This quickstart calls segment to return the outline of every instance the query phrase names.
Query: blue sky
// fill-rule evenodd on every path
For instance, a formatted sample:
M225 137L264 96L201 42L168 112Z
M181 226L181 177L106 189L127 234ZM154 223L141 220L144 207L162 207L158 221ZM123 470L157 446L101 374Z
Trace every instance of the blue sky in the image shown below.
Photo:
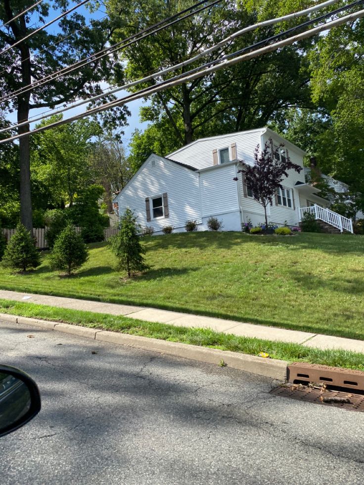
M74 5L77 4L79 2L77 1L71 2L68 6L68 8L71 8ZM90 2L91 3L91 2ZM90 10L87 8L87 3L85 4L84 5L79 7L75 11L83 15L87 20L90 20L91 19L100 19L105 16L105 13L104 11L104 7L102 5L101 5L99 9L95 12L91 12ZM46 19L46 21L48 22L55 17L58 16L58 15L61 13L60 10L52 10L49 12L49 15L48 18ZM73 12L72 12L73 13ZM70 14L70 15L72 15ZM36 17L35 16L35 20ZM39 25L38 24L38 25ZM47 28L47 32L49 33L56 34L59 32L59 29L57 28L57 23L55 23L52 25L49 26L49 27ZM102 88L107 87L107 85L104 84L102 86ZM122 91L119 93L117 93L115 95L118 98L122 97L128 94L126 91ZM127 145L128 145L129 141L130 140L133 132L136 129L136 128L138 128L139 129L143 129L145 128L147 125L147 123L141 123L140 121L139 118L139 109L140 107L143 104L143 100L142 99L136 100L136 101L133 101L128 104L128 107L129 110L132 113L132 116L129 117L128 119L128 122L129 123L129 126L126 126L124 128L124 131L125 132L125 135L123 137L123 141L124 145L125 145L125 148L127 148ZM72 116L74 115L78 114L80 113L84 112L86 110L86 107L87 105L84 105L82 106L79 106L78 107L75 108L73 109L71 109L68 111L67 111L64 113L64 117L68 118L70 116ZM40 115L40 114L44 112L46 110L45 108L41 108L39 109L33 109L32 110L30 113L30 117L34 117L37 115ZM16 114L15 113L13 113L9 114L7 116L8 119L12 123L16 123ZM31 128L34 128L35 124L32 124L31 125Z

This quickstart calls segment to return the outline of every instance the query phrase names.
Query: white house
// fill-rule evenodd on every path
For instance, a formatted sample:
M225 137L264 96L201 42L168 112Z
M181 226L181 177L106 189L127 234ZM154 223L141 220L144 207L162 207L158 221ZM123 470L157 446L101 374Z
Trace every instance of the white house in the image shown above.
M269 128L201 138L166 157L152 154L116 196L115 206L119 214L129 207L139 224L152 226L156 233L166 225L184 231L190 220L196 220L199 230L205 230L211 217L222 220L226 231L241 230L248 220L253 225L263 222L263 207L237 172L239 160L253 165L257 146L261 148L271 139L275 157L289 156L303 167L305 152ZM314 210L309 208L319 208L323 213L329 205L318 189L306 183L303 170L290 171L282 185L268 209L274 224L297 225L303 212Z

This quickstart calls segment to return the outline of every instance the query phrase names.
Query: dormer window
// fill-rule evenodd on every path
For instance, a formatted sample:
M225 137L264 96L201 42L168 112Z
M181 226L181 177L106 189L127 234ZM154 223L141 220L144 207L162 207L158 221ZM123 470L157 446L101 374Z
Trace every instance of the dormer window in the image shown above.
M228 162L229 162L230 155L229 154L228 148L222 148L221 150L219 150L219 156L220 159L220 163L222 165L223 163L227 163Z

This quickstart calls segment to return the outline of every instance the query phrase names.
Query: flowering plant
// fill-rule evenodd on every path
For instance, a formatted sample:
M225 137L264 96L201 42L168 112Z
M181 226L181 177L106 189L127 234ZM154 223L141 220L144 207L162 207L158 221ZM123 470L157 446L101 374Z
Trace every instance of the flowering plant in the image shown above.
M249 232L252 227L253 224L250 219L247 219L246 222L241 223L241 230L244 232Z

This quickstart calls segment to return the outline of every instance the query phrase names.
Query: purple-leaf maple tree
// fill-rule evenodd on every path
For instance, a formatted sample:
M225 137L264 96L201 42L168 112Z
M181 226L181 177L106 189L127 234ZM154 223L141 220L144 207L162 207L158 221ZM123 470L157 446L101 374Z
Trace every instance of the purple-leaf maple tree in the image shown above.
M279 152L277 156L274 156L272 151L273 146L272 139L266 142L263 151L258 145L254 150L254 164L248 165L243 160L239 160L242 168L238 170L238 173L242 174L245 183L248 188L253 192L254 199L263 206L266 220L266 227L268 227L267 217L267 208L269 204L273 204L273 198L277 189L283 188L281 182L284 177L288 177L288 170L295 170L299 174L302 167L293 163L287 152L282 150L284 145L281 143L278 148ZM284 156L282 156L280 152ZM235 177L234 180L237 180Z

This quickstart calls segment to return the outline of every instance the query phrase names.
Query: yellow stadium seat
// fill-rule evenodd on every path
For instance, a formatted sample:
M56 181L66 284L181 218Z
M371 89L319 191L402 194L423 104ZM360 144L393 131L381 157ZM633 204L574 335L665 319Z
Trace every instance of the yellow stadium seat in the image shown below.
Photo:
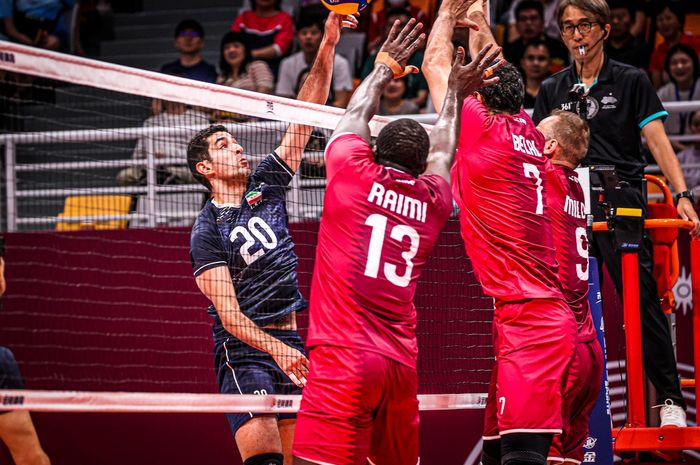
M109 216L126 215L131 209L129 195L77 195L66 197L63 212L59 218L67 216ZM127 220L85 220L81 222L57 222L57 231L80 229L123 229Z

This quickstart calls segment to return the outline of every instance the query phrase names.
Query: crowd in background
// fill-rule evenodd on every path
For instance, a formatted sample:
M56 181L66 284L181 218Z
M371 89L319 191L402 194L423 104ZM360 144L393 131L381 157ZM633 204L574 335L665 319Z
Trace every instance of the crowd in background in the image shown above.
M426 25L435 19L439 0L374 0L360 17L364 34L361 60L336 54L328 105L344 108L358 83L372 70L378 46L390 25L415 17ZM309 72L323 36L327 10L318 0L298 0L291 14L282 0L246 0L243 10L231 18L230 32L207 37L220 43L219 62L201 56L205 30L192 19L175 26L175 47L180 56L161 67L168 74L218 83L239 89L294 97ZM68 30L65 13L78 5L77 20ZM605 52L611 59L645 70L663 102L700 100L700 2L691 0L609 0L612 29ZM116 9L138 9L138 0L112 2ZM561 41L556 11L559 0L492 0L491 22L508 61L515 64L525 82L526 108L534 105L540 84L570 62ZM104 12L108 0L0 0L0 24L6 39L52 50L94 55L105 35ZM104 24L102 24L104 26ZM467 34L457 31L453 42L466 45ZM423 53L410 64L420 67ZM163 105L155 105L161 113ZM378 114L403 115L432 112L422 74L397 80L385 90ZM215 120L240 121L240 115L217 113ZM700 133L694 113L672 113L666 120L669 135ZM700 162L692 143L674 142L674 149L688 163ZM700 172L700 169L695 170ZM700 185L688 173L692 185Z

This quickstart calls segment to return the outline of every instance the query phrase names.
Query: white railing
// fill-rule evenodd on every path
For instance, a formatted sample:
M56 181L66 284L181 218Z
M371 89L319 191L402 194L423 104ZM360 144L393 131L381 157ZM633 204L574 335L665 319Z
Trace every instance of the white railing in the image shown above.
M696 102L672 102L664 104L669 112L682 112L700 109L700 101ZM405 116L404 116L405 117ZM410 115L410 117L418 120L421 123L434 123L437 115ZM277 136L277 141L281 139L283 131L286 129L287 123L283 122L264 122L264 123L246 123L237 124L233 129L233 133L237 139L251 138L253 141L259 140L261 133L274 132ZM155 153L154 143L157 137L172 137L182 136L183 139L189 137L193 131L200 130L206 126L190 126L180 128L158 128L158 127L136 127L136 128L114 128L103 130L75 130L75 131L48 131L48 132L32 132L0 135L0 145L5 147L5 186L7 197L7 230L16 231L19 225L36 225L36 224L53 224L57 222L84 222L99 220L146 220L148 227L156 226L156 199L159 194L174 193L174 192L206 192L204 187L198 184L183 184L175 186L159 186L157 185L156 173L157 166L164 164L182 164L181 159L158 159L153 155ZM256 138L256 136L258 136ZM146 142L146 159L128 159L128 160L110 160L110 161L73 161L73 162L47 162L33 164L17 164L16 154L17 146L23 144L61 144L69 142L100 142L100 141L123 141L136 140L145 138ZM671 136L671 140L681 142L700 140L698 135ZM246 144L244 144L246 145ZM247 156L253 161L260 160L267 155L270 150L261 150L255 142L253 147L250 144ZM270 144L269 142L266 145ZM318 159L318 152L305 153L305 158ZM57 189L17 189L17 173L18 172L41 172L52 170L71 170L71 169L100 169L100 168L115 168L128 166L143 166L146 164L146 185L145 186L130 186L130 187L95 187L95 188L57 188ZM687 165L687 168L697 168L700 164ZM658 173L659 168L656 165L650 165L646 169L647 173ZM290 219L295 220L302 218L303 206L300 200L300 189L307 187L325 187L325 180L301 180L297 174L292 180L291 191L289 193L291 202L289 203ZM68 216L68 217L20 217L17 211L17 200L19 198L47 198L47 197L65 197L69 195L95 195L95 194L145 194L145 213L129 213L125 215L111 216ZM195 211L172 211L168 213L158 212L159 216L178 217L178 218L194 218L198 212Z
M76 130L76 131L49 131L49 132L32 132L0 135L0 145L5 147L5 189L7 197L7 230L16 231L20 225L37 225L37 224L53 224L58 222L87 222L99 219L105 220L146 220L148 227L156 226L156 218L173 217L173 218L195 218L198 211L174 210L171 212L156 212L156 199L159 194L175 193L175 192L201 192L205 193L206 189L199 184L182 184L172 186L157 185L156 173L159 165L177 164L182 165L182 159L166 158L156 159L155 141L158 137L183 137L186 140L194 131L198 131L207 127L204 126L189 126L179 128L157 128L157 127L141 127L141 128L115 128L104 130ZM273 145L269 141L270 134L275 134L277 139L281 139L283 131L287 124L282 122L264 122L264 123L246 123L238 124L234 129L236 138L245 139L251 138L255 140L256 136L262 133L267 133L268 141L263 144L252 144L253 151L246 153L251 161L259 161L266 156L269 150L260 150L259 145ZM31 163L17 164L17 146L22 144L61 144L70 142L104 142L104 141L123 141L136 140L145 138L145 149L147 156L145 159L128 159L128 160L108 160L108 161L78 161L78 162L49 162L49 163ZM277 141L279 142L279 141ZM256 147L257 146L257 147ZM257 151L255 149L258 149ZM307 152L304 158L317 160L318 152ZM100 169L100 168L116 168L129 166L144 166L146 165L146 185L145 186L128 186L128 187L86 187L86 188L55 188L55 189L17 189L17 173L18 172L43 172L52 170L74 170L74 169ZM302 187L324 187L325 181L319 180L301 180L297 174L294 176L291 184L289 214L291 219L301 218L300 212L300 194L299 189ZM64 216L58 217L20 217L17 211L17 201L20 198L47 198L47 197L66 197L69 195L96 195L96 194L145 194L145 213L129 213L124 215L105 215L105 216Z

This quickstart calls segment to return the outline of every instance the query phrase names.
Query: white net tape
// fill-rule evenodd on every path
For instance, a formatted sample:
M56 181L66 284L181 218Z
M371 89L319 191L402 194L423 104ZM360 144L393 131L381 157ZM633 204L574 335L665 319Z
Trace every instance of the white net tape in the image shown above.
M418 401L420 410L479 409L486 394L427 394ZM37 412L290 413L301 396L0 390L0 403Z

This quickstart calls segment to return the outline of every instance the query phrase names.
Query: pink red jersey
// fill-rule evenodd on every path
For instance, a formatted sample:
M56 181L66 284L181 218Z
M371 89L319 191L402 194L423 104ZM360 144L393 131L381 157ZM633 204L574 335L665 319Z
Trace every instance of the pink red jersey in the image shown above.
M464 100L452 193L481 286L499 300L562 297L543 147L524 111L492 115L475 97Z
M329 142L326 174L307 345L377 352L415 367L413 297L452 210L450 186L375 163L367 142L350 133Z
M576 171L562 165L550 164L546 182L559 283L576 317L580 339L591 341L596 338L596 332L588 309L588 239L583 189Z

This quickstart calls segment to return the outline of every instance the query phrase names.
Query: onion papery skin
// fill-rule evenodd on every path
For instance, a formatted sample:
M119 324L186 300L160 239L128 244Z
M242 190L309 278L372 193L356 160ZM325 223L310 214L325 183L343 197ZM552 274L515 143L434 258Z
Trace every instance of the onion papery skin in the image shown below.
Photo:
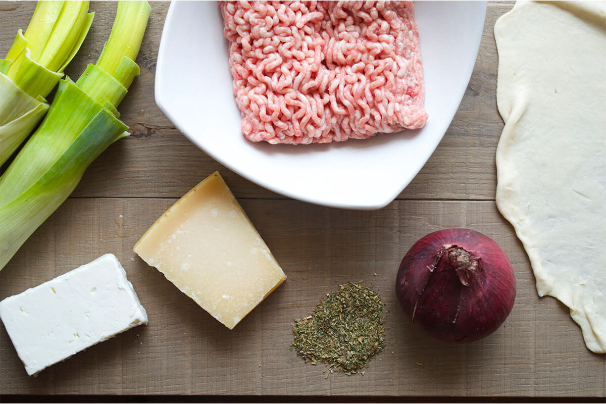
M469 255L461 253L457 262L462 250ZM461 265L467 258L471 263ZM469 229L447 229L410 248L398 271L396 294L415 326L439 339L471 342L493 333L509 316L516 279L494 240Z

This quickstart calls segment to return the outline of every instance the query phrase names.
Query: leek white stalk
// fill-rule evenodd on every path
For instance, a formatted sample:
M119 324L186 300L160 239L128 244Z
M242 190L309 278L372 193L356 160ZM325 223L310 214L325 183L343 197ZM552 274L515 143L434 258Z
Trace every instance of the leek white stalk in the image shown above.
M39 1L0 61L0 164L48 110L45 98L63 77L93 22L88 1Z
M139 74L134 60L150 12L146 1L118 3L97 64L75 83L59 81L48 114L0 177L0 270L69 196L88 165L128 135L117 107Z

________________________________________

- Job:
Pull out every line of the data above that contains the word "plant".

- Answer to the problem:
Query: flowering plant
Trace every instance of the flowering plant in the image shown above.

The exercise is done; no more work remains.